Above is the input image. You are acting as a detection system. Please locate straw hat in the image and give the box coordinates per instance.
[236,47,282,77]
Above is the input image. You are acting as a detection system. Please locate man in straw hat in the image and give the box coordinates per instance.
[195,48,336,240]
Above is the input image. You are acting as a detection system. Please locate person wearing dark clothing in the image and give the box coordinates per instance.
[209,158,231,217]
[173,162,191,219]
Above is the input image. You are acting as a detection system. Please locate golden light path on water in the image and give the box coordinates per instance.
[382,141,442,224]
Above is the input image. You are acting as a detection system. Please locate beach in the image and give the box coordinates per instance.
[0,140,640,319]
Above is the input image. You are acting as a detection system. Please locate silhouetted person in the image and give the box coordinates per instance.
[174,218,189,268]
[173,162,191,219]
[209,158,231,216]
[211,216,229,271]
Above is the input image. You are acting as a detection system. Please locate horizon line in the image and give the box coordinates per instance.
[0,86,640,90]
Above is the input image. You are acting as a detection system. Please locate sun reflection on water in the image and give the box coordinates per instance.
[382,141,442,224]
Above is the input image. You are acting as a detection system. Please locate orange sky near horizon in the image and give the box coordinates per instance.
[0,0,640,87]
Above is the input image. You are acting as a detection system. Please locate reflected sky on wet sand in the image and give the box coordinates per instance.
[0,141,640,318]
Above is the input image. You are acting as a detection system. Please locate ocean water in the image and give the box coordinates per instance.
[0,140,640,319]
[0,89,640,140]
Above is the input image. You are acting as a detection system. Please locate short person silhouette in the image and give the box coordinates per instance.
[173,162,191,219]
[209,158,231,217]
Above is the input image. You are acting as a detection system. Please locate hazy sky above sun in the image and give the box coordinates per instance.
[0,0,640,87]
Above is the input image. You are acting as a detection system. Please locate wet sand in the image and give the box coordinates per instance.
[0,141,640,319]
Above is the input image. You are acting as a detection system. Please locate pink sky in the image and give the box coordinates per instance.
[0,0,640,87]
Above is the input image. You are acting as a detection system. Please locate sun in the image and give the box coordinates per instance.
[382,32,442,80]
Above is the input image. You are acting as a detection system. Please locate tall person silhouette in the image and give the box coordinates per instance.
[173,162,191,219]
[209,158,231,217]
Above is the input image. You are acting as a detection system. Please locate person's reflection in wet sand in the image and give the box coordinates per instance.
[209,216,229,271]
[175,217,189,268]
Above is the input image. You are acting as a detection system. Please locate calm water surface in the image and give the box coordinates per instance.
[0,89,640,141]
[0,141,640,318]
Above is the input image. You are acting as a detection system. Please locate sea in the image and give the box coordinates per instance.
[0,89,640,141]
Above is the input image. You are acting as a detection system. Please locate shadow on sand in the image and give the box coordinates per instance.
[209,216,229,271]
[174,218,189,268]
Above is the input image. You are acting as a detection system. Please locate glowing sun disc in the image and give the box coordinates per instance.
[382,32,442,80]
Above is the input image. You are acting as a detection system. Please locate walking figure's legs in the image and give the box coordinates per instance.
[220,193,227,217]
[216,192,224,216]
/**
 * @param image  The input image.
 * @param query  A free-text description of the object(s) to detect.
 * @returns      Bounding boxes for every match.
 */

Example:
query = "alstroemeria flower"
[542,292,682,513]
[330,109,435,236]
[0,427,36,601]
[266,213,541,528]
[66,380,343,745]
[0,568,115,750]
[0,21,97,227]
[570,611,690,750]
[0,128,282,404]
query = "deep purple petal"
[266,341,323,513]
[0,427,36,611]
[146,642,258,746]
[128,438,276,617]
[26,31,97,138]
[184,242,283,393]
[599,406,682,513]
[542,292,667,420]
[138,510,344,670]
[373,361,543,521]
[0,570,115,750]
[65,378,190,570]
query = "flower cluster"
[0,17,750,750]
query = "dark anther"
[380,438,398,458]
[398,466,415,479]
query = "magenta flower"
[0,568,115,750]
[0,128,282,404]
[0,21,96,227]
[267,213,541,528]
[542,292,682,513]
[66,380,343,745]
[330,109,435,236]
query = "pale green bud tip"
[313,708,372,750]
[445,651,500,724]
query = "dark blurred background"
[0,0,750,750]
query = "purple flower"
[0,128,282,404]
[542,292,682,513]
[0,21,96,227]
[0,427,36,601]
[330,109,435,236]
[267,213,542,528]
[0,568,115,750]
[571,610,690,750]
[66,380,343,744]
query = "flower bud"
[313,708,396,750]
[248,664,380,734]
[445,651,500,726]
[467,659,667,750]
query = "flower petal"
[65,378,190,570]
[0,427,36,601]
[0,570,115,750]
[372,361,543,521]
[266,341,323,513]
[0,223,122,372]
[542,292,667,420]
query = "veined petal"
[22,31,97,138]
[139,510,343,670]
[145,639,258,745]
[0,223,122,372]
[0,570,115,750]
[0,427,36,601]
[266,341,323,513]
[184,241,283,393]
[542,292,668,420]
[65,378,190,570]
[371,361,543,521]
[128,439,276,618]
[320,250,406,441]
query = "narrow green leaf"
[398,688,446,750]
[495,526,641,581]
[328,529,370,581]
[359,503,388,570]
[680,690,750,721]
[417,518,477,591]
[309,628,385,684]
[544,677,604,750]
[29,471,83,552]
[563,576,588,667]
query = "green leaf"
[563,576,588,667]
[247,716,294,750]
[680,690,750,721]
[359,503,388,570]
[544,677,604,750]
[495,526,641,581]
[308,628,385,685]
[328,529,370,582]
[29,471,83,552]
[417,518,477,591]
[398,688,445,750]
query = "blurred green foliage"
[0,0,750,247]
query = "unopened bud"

◆ ◆ ◆ ◆ ◆ ◆ ◆

Stated exercise | Report every line of the listing above that contains the word "reflection".

Finished answer |
Above is the input image. You are acting as a detection system. Please locate sun reflection on water in the image and give the box coordinates per instance.
Above is the input image. You are acting as a detection system. Please locate person's reflection in wet sand in the image and give the box coordinates per instance.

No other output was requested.